__Exercise goal__. Write out these records line for line, with no changes.
━━━━━ Entries shown
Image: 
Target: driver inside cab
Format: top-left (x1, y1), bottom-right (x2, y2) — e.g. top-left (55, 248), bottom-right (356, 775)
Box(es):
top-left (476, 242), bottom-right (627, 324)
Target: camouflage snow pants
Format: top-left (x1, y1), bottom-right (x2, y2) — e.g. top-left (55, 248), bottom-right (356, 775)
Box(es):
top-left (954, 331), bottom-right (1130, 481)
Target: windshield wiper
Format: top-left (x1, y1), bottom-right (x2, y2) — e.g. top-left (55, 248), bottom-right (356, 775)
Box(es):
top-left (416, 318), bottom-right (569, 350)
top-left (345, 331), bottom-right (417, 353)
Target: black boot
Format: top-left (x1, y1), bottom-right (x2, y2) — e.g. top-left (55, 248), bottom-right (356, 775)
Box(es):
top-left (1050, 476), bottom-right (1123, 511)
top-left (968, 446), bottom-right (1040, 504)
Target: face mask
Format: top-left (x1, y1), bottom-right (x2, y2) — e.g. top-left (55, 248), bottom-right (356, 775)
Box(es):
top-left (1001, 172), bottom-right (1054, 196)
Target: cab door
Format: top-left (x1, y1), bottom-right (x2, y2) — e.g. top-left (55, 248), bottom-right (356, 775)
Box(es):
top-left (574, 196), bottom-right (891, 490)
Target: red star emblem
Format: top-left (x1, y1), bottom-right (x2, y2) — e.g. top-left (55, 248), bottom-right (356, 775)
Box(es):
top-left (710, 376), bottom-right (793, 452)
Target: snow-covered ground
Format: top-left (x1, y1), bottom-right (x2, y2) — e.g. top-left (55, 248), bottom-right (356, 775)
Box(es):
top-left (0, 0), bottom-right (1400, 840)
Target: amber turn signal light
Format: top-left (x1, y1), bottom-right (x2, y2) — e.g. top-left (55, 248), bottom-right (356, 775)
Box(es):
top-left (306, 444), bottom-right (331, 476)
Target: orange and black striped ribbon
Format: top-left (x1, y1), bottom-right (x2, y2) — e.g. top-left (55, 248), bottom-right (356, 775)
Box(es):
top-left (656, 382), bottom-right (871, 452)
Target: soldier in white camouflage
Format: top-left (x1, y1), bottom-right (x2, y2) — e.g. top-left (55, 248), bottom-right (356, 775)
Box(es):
━━━━━━━━━━
__Completed exercise__.
Image: 
Target: driver inside cab
Format: top-left (x1, y1), bottom-right (x2, y2) — e.g. top-left (55, 248), bottom-right (356, 775)
Box(es):
top-left (476, 242), bottom-right (627, 324)
Target: camouflage snow pants
Format: top-left (x1, y1), bottom-right (x2, y2) — e.g. top-left (55, 248), bottom-right (356, 775)
Box(es):
top-left (954, 331), bottom-right (1130, 481)
Target: windshield wiper
Format: top-left (x1, y1), bottom-right (x2, y2) — e.g. top-left (55, 248), bottom-right (356, 775)
Box(es):
top-left (416, 318), bottom-right (569, 350)
top-left (345, 331), bottom-right (417, 353)
Target: black boot
Format: top-left (x1, y1), bottom-right (x2, y2) — e.g. top-left (55, 248), bottom-right (356, 775)
Box(es):
top-left (1050, 476), bottom-right (1123, 511)
top-left (968, 446), bottom-right (1040, 504)
Target: face mask
Format: top-left (x1, y1), bottom-right (x2, y2) — e.g. top-left (55, 248), bottom-right (356, 775)
Box(es):
top-left (1001, 172), bottom-right (1054, 196)
Target: cab door
Format: top-left (x1, y1), bottom-right (x2, y2) — e.g. top-left (55, 248), bottom-right (356, 775)
Box(es):
top-left (574, 196), bottom-right (891, 490)
Target: red star emblem
Format: top-left (x1, y1), bottom-right (x2, y2) — e.g. top-left (55, 248), bottom-right (356, 775)
Box(es):
top-left (710, 376), bottom-right (793, 452)
Target: snow-covered ground
Format: top-left (x1, y1), bottom-right (x2, y2) — e.g. top-left (55, 248), bottom-right (356, 775)
Box(es):
top-left (0, 0), bottom-right (1400, 840)
Target: amber turn signal light
Format: top-left (x1, y1), bottom-right (x2, y2) — e.g. top-left (55, 248), bottom-right (356, 775)
Box(es):
top-left (306, 444), bottom-right (331, 476)
Target: orange and black striped ribbon
Format: top-left (x1, y1), bottom-right (x2, y2) — e.g. top-left (55, 248), bottom-right (356, 775)
Box(es):
top-left (656, 382), bottom-right (871, 452)
Target: soldier in white camouflage
Format: top-left (x1, y1), bottom-right (x2, y2) — e.g. top-left (55, 248), bottom-right (356, 775)
Box(es):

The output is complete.